Labeled-object pointing entries
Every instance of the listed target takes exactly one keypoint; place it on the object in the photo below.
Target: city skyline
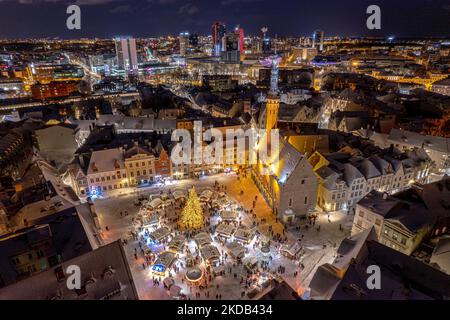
(42, 18)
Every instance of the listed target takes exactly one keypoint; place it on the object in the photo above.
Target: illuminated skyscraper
(184, 42)
(218, 32)
(240, 32)
(126, 55)
(230, 51)
(317, 41)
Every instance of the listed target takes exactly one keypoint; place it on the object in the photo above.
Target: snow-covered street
(319, 241)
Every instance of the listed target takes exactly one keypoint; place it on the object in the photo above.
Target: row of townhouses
(345, 179)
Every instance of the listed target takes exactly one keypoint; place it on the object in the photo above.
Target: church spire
(274, 73)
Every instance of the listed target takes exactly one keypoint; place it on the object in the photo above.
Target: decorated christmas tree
(192, 214)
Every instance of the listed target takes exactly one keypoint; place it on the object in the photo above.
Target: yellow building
(140, 166)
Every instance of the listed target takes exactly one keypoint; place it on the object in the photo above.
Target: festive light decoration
(192, 214)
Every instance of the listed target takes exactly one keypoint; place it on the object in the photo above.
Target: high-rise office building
(240, 33)
(127, 55)
(317, 40)
(193, 40)
(266, 45)
(184, 42)
(230, 45)
(218, 32)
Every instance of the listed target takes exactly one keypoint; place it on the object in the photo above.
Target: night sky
(147, 18)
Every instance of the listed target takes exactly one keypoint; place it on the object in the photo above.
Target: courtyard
(252, 245)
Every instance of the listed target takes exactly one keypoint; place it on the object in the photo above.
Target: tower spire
(274, 73)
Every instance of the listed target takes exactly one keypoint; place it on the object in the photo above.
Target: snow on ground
(319, 246)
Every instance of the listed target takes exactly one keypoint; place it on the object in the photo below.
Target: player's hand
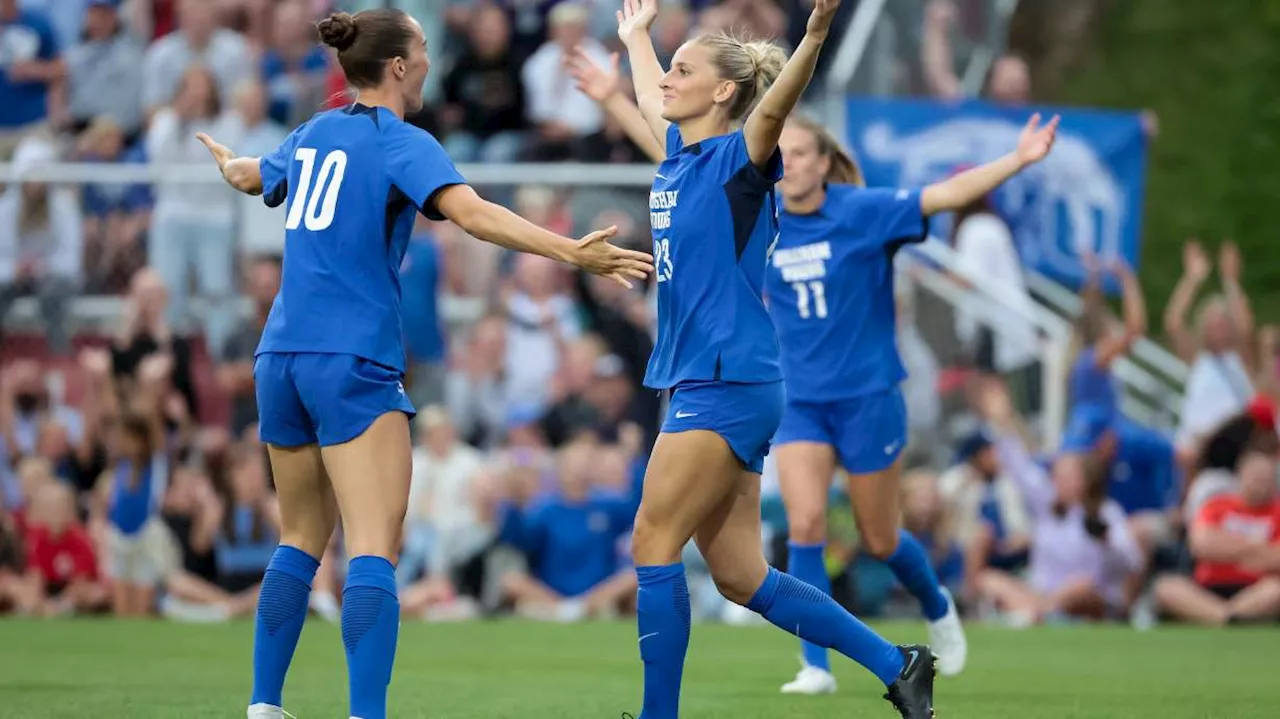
(597, 256)
(636, 17)
(819, 19)
(592, 79)
(222, 154)
(1036, 141)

Task goal — Extract each line of the material above that contains the string "spire", matching case exactly.

Answer to this problem —
Target: church spire
Target: tower spire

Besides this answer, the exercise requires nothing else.